#### [DATA EXCERPTS]
_ _ _ _
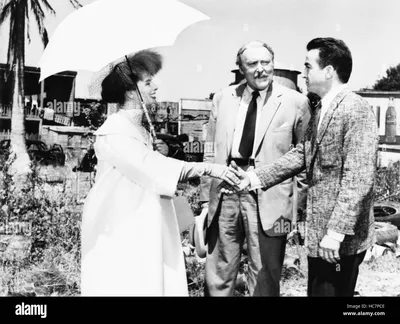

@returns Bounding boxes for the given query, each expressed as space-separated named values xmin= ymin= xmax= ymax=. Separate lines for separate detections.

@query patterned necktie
xmin=239 ymin=90 xmax=259 ymax=159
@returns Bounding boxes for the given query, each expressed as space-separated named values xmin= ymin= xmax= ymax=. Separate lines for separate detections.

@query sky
xmin=1 ymin=0 xmax=400 ymax=101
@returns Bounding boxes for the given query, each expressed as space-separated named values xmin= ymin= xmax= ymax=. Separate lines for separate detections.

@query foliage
xmin=1 ymin=151 xmax=400 ymax=296
xmin=28 ymin=246 xmax=80 ymax=296
xmin=177 ymin=179 xmax=202 ymax=216
xmin=77 ymin=101 xmax=108 ymax=131
xmin=373 ymin=63 xmax=400 ymax=91
xmin=0 ymin=0 xmax=83 ymax=182
xmin=0 ymin=246 xmax=80 ymax=296
xmin=184 ymin=253 xmax=205 ymax=296
xmin=68 ymin=0 xmax=82 ymax=9
xmin=375 ymin=161 xmax=400 ymax=202
xmin=0 ymin=155 xmax=81 ymax=295
xmin=0 ymin=155 xmax=81 ymax=263
xmin=0 ymin=0 xmax=55 ymax=68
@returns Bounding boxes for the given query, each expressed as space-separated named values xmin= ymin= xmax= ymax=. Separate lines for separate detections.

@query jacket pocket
xmin=318 ymin=139 xmax=341 ymax=169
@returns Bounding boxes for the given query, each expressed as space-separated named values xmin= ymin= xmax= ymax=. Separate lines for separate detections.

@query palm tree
xmin=0 ymin=0 xmax=81 ymax=183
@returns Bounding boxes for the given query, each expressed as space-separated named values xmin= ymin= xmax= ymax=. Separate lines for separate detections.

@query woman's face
xmin=137 ymin=72 xmax=158 ymax=105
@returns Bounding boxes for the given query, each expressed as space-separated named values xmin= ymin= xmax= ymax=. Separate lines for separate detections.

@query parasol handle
xmin=138 ymin=89 xmax=157 ymax=141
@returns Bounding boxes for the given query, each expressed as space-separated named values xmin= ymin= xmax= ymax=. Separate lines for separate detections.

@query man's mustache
xmin=254 ymin=71 xmax=269 ymax=78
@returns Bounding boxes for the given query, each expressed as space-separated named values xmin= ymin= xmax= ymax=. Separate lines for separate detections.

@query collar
xmin=244 ymin=84 xmax=270 ymax=103
xmin=118 ymin=108 xmax=144 ymax=127
xmin=321 ymin=83 xmax=347 ymax=109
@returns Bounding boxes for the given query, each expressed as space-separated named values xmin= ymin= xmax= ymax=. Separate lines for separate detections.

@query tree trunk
xmin=9 ymin=2 xmax=31 ymax=183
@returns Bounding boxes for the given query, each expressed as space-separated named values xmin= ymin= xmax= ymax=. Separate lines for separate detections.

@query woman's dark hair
xmin=101 ymin=50 xmax=162 ymax=104
xmin=306 ymin=37 xmax=352 ymax=84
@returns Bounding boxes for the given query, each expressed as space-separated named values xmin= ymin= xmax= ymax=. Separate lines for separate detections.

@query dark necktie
xmin=312 ymin=100 xmax=322 ymax=149
xmin=239 ymin=90 xmax=259 ymax=159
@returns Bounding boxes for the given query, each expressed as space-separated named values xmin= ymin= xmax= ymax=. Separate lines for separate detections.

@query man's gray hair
xmin=236 ymin=40 xmax=275 ymax=68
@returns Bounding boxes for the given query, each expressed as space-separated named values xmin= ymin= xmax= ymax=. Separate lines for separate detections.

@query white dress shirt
xmin=231 ymin=85 xmax=270 ymax=159
xmin=318 ymin=84 xmax=347 ymax=129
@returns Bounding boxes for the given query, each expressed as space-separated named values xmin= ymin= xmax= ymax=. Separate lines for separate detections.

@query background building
xmin=0 ymin=64 xmax=77 ymax=140
xmin=356 ymin=91 xmax=400 ymax=167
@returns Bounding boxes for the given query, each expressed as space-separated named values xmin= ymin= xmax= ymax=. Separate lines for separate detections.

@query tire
xmin=374 ymin=201 xmax=400 ymax=229
xmin=374 ymin=221 xmax=399 ymax=245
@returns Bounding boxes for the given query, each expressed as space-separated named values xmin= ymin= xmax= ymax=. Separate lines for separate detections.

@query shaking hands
xmin=218 ymin=161 xmax=251 ymax=194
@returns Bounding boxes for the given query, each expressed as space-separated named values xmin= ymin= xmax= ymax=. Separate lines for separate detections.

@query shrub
xmin=0 ymin=154 xmax=81 ymax=295
xmin=375 ymin=161 xmax=400 ymax=202
xmin=177 ymin=179 xmax=202 ymax=216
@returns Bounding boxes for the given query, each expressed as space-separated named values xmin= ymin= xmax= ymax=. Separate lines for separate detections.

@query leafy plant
xmin=375 ymin=161 xmax=400 ymax=202
xmin=373 ymin=63 xmax=400 ymax=91
xmin=81 ymin=102 xmax=107 ymax=131
xmin=0 ymin=154 xmax=81 ymax=295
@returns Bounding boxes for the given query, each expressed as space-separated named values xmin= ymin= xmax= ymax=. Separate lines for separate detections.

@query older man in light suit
xmin=200 ymin=40 xmax=310 ymax=296
xmin=224 ymin=38 xmax=378 ymax=297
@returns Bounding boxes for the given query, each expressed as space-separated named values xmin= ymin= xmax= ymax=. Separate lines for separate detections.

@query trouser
xmin=307 ymin=251 xmax=366 ymax=296
xmin=204 ymin=190 xmax=287 ymax=296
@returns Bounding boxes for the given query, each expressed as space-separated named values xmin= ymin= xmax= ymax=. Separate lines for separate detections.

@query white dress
xmin=81 ymin=109 xmax=188 ymax=296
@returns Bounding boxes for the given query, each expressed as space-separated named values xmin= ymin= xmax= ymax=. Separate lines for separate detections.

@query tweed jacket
xmin=254 ymin=88 xmax=379 ymax=257
xmin=200 ymin=82 xmax=310 ymax=237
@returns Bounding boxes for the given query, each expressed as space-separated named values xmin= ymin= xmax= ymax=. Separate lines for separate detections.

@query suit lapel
xmin=307 ymin=87 xmax=352 ymax=169
xmin=316 ymin=88 xmax=352 ymax=145
xmin=254 ymin=83 xmax=283 ymax=154
xmin=226 ymin=83 xmax=246 ymax=156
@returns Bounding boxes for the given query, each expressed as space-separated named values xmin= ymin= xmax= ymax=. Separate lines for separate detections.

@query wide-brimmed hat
xmin=189 ymin=207 xmax=208 ymax=258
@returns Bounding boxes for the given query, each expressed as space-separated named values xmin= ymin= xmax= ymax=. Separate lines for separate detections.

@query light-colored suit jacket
xmin=200 ymin=81 xmax=311 ymax=237
xmin=254 ymin=88 xmax=379 ymax=256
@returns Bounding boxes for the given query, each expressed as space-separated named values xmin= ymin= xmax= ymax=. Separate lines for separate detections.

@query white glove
xmin=179 ymin=162 xmax=240 ymax=186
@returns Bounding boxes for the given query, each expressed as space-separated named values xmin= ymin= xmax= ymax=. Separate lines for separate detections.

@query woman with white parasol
xmin=80 ymin=50 xmax=240 ymax=296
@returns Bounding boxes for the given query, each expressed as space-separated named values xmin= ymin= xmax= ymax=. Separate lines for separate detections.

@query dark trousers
_ _ _ _
#### [WHAT THE EXERCISE ASKS]
Return the material above in exact form. Pictures stay out.

#### [OUTPUT BELOW]
@returns Bounding boxes for the given query, each expressed as space-separated named values xmin= ymin= xmax= ymax=. Separate lines for separate detections.

@query patterned necktie
xmin=239 ymin=90 xmax=259 ymax=159
@returns Bounding boxes for the given query, each expressed as space-separated named values xmin= ymin= xmax= ymax=. Separate lines for separate detections.

@query sky
xmin=1 ymin=0 xmax=400 ymax=101
@returns Bounding boxes for the given query, each expressed as space-separated named values xmin= ymin= xmax= ymax=. Separate lines for separate detections.

@query foliage
xmin=1 ymin=151 xmax=400 ymax=296
xmin=28 ymin=246 xmax=80 ymax=296
xmin=177 ymin=179 xmax=202 ymax=216
xmin=77 ymin=101 xmax=108 ymax=131
xmin=373 ymin=63 xmax=400 ymax=91
xmin=0 ymin=0 xmax=83 ymax=182
xmin=0 ymin=246 xmax=80 ymax=296
xmin=184 ymin=253 xmax=205 ymax=296
xmin=68 ymin=0 xmax=82 ymax=9
xmin=375 ymin=161 xmax=400 ymax=202
xmin=0 ymin=155 xmax=81 ymax=295
xmin=0 ymin=155 xmax=81 ymax=263
xmin=0 ymin=0 xmax=55 ymax=68
@returns Bounding boxes for the given query, each expressed as space-separated named values xmin= ymin= xmax= ymax=. Separate lines for separate detections.

@query jacket pocket
xmin=318 ymin=139 xmax=341 ymax=169
@returns Bounding boxes for the given query, each expressed as space-separated named values xmin= ymin= xmax= ymax=. Separate lines for separate detections.

@query palm tree
xmin=0 ymin=0 xmax=81 ymax=183
@returns Bounding boxes for the given query, each expressed as space-separated named values xmin= ymin= xmax= ymax=. Separate lines for separate detections.

@query woman's face
xmin=137 ymin=72 xmax=158 ymax=105
@returns Bounding boxes for the given query, each expressed as space-separated named values xmin= ymin= xmax= ymax=. Separate lines for separate detections.

@query parasol handle
xmin=138 ymin=89 xmax=157 ymax=141
@returns Bounding boxes for the given query, each expressed as space-separated named values xmin= ymin= xmax= ymax=. Separate lines for separate detections.

@query man's mustache
xmin=254 ymin=71 xmax=269 ymax=78
@returns Bounding boxes for the given query, each expressed as space-separated named values xmin= ymin= xmax= ymax=. Separate lines for separate detections.

@query collar
xmin=244 ymin=84 xmax=270 ymax=103
xmin=118 ymin=108 xmax=144 ymax=127
xmin=321 ymin=83 xmax=347 ymax=109
@returns Bounding boxes for the given query, each expressed as space-separated named values xmin= ymin= xmax= ymax=. Separate lines for separate detections.

@query tree trunk
xmin=9 ymin=2 xmax=31 ymax=183
@returns Bounding boxes for the given query, each expressed as space-separated named values xmin= ymin= xmax= ymax=. Separate lines for separate detections.

@query woman's dark hair
xmin=101 ymin=50 xmax=162 ymax=104
xmin=306 ymin=37 xmax=352 ymax=84
@returns Bounding boxes for the given query, each expressed as space-separated named values xmin= ymin= xmax= ymax=. Separate lines for separate detections.

@query dark necktie
xmin=312 ymin=100 xmax=322 ymax=149
xmin=239 ymin=90 xmax=259 ymax=159
@returns Bounding boxes for the given query, each expressed as space-separated named values xmin= ymin= xmax= ymax=. Separate lines for separate detections.

@query man's gray hair
xmin=236 ymin=40 xmax=275 ymax=68
@returns Bounding boxes for the given query, each expressed as space-separated named values xmin= ymin= xmax= ymax=. Separate lines for separate detections.

@query white dress shirt
xmin=231 ymin=85 xmax=270 ymax=159
xmin=318 ymin=84 xmax=347 ymax=129
@returns Bounding boxes for the given query, each expressed as space-separated named values xmin= ymin= xmax= ymax=. Separate lines for separate detections.

@query background building
xmin=0 ymin=64 xmax=77 ymax=140
xmin=356 ymin=91 xmax=400 ymax=167
@returns Bounding boxes for the given query, each expressed as space-separated named values xmin= ymin= xmax= ymax=. Separate lines for separate detections.

@query tire
xmin=374 ymin=201 xmax=400 ymax=229
xmin=374 ymin=221 xmax=399 ymax=245
@returns Bounding boxes for the given query, each expressed as space-separated named values xmin= ymin= xmax= ymax=. Separate lines for separate detections.

@query shaking hands
xmin=218 ymin=161 xmax=251 ymax=194
@returns Bounding boxes for the given query, each expressed as space-separated named values xmin= ymin= xmax= ymax=. Separate lines for separate detections.

@query shrub
xmin=0 ymin=154 xmax=81 ymax=295
xmin=375 ymin=161 xmax=400 ymax=202
xmin=177 ymin=179 xmax=202 ymax=216
@returns Bounding boxes for the given query, each expressed as space-separated named values xmin= ymin= xmax= ymax=. Separate lines for separate detections.

@query leafy plant
xmin=375 ymin=161 xmax=400 ymax=202
xmin=373 ymin=63 xmax=400 ymax=91
xmin=81 ymin=102 xmax=107 ymax=131
xmin=0 ymin=154 xmax=81 ymax=295
@returns Bounding boxes for the given query, each expressed as space-separated named values xmin= ymin= xmax= ymax=. Separate lines for separate detections.

@query older man in light suit
xmin=200 ymin=40 xmax=310 ymax=296
xmin=224 ymin=38 xmax=378 ymax=297
@returns Bounding boxes for the given query, each expressed as space-separated named values xmin= ymin= xmax= ymax=. Separate lines for separate detections.

@query trouser
xmin=307 ymin=251 xmax=366 ymax=296
xmin=204 ymin=190 xmax=287 ymax=296
@returns Bounding boxes for the given query, each expressed as space-separated named values xmin= ymin= xmax= ymax=. Separate lines for separate detections.

@query white dress
xmin=81 ymin=109 xmax=188 ymax=296
@returns Bounding boxes for the given query, each expressed as space-separated named values xmin= ymin= xmax= ymax=. Separate lines for separate detections.

@query tweed jacket
xmin=254 ymin=88 xmax=379 ymax=257
xmin=200 ymin=82 xmax=310 ymax=237
@returns Bounding boxes for the given query, each expressed as space-separated named values xmin= ymin= xmax= ymax=. Separate lines for separate detections.

@query suit lapel
xmin=307 ymin=87 xmax=352 ymax=169
xmin=316 ymin=88 xmax=352 ymax=145
xmin=254 ymin=83 xmax=283 ymax=154
xmin=226 ymin=83 xmax=246 ymax=156
@returns Bounding boxes for the given query, each expressed as space-separated named values xmin= ymin= xmax= ymax=. Separate lines for separate detections.

@query wide-brimmed hat
xmin=189 ymin=207 xmax=208 ymax=258
@returns Bounding boxes for the given query, each expressed as space-separated named values xmin= ymin= xmax= ymax=. Separate lines for separate detections.

@query light-colored suit jacket
xmin=200 ymin=81 xmax=311 ymax=237
xmin=254 ymin=88 xmax=379 ymax=256
@returns Bounding boxes for the given query, each expressed as space-separated named values xmin= ymin= xmax= ymax=. Separate lines for separate detections.

@query white glove
xmin=179 ymin=162 xmax=240 ymax=186
@returns Bounding boxes for the given query, each expressed as space-separated named values xmin= ymin= xmax= ymax=. Separate lines for separate detections.

@query woman with white parasol
xmin=80 ymin=50 xmax=240 ymax=296
@returns Bounding boxes for the given query, each expressed as space-separated named values xmin= ymin= xmax= ymax=. Separate lines for separate detections.

@query dark trousers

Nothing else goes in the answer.